Antimicrobial resistance, enhanced by an overuse of antibiotics and other microbial drugs, is a serious threat to global public health as it threatens the effective prevention and treatment of a range of infections caused by bacteria, parasites, viruses and fungi. These infections include pneumonia, urinary tract infections, malaria, tuberculosis and HIV.
The same trend pervades agriculture, where short-sighted applications of pesticides and the use of genetically modified crops in combination have led to more than 11,000 cases of pesticide resistance evolution spread over more than 1000 species of animal, plant and microbial pests.
So far, combatting these two trends have mainly been done separately, despite that this evolutionary response to human activities ishare many common features in the two sectors .
GEDB researcher Peter Søgaard Jørgensen and his colleague Scott P. Carroll at the Institute for Contemporary Evolution at University of California Davies has been granted funding from SESYNC to address this problem by joining knowledge from the two sectors as well as from different disciplines.
”The scientific response to the resistance challenge has so far mainly focused on understanding and manipulating organisms and the environment. But to really tackle the problem, we need to also understand social factors in this essentially social-ecological dilemma,” explains macro ecologist Peter Søgaard Jørgensen.
In a series of four scientific meetings, agronomists and health scientists will work with biologists, social-ecologists, social scientists and economists from different parts of the world to lay out this novel approach and achieve a new level of synthesis.
”We want to understand the human-nature interactions in resistance evolution. There are already many case studies in these areas but we will take a step back and look at fundamental patterns and what we can learn from these,” says Peter Søgaard Jørgensen. ”Our method will be to combine the case studies with a big data-approach in the social-ecological framework developed by the late Nobel laureate Elinor Ostrom.”
The 4-5 day meetings will take place from Spring 2016 to Autumn 2017 at the University of Maryland, USA, where SESYNC is situated, and the aim is that this project will lead to a new synthesis and policy-relevant knowledge on the emergence and governance of resistance evolution. To spread that knowledge policy briefs and an interactive web-platform will be developed.

◆ WORK TASK 1 ◆
In the article on resistance evolution, where will the meetings take place?
◆ WORK TASK 2 ◆
Rewrite the article on resistance evolution from the words "The same trend" through "from different disciplines.", swapping "agriculture" for "farming".

◆ SOURCE MATERIAL ◆
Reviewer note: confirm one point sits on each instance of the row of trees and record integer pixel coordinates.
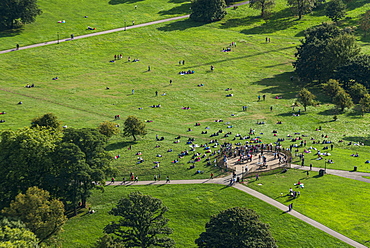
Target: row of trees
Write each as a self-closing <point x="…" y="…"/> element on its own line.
==
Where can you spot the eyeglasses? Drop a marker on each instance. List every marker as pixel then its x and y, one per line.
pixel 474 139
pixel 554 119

◆ WRITTEN RESPONSE 1 ◆
At the University of Maryland, USA.

◆ WRITTEN RESPONSE 2 ◆
The same trend pervades farming, where short-sighted applications of pesticides and the use of genetically modified crops in combination have led to more than 11,000 cases of pesticide resistance evolution spread over more than 1000 species of animal, plant and microbial pests.
So far, combatting these two trends have mainly been done separately, despite that this evolutionary response to human activities ishare many common features in the two sectors .
GEDB researcher Peter Søgaard Jørgensen and his colleague Scott P. Carroll at the Institute for Contemporary Evolution at University of California Davies has been granted funding from SESYNC to address this problem by joining knowledge from the two sectors as well as from different disciplines.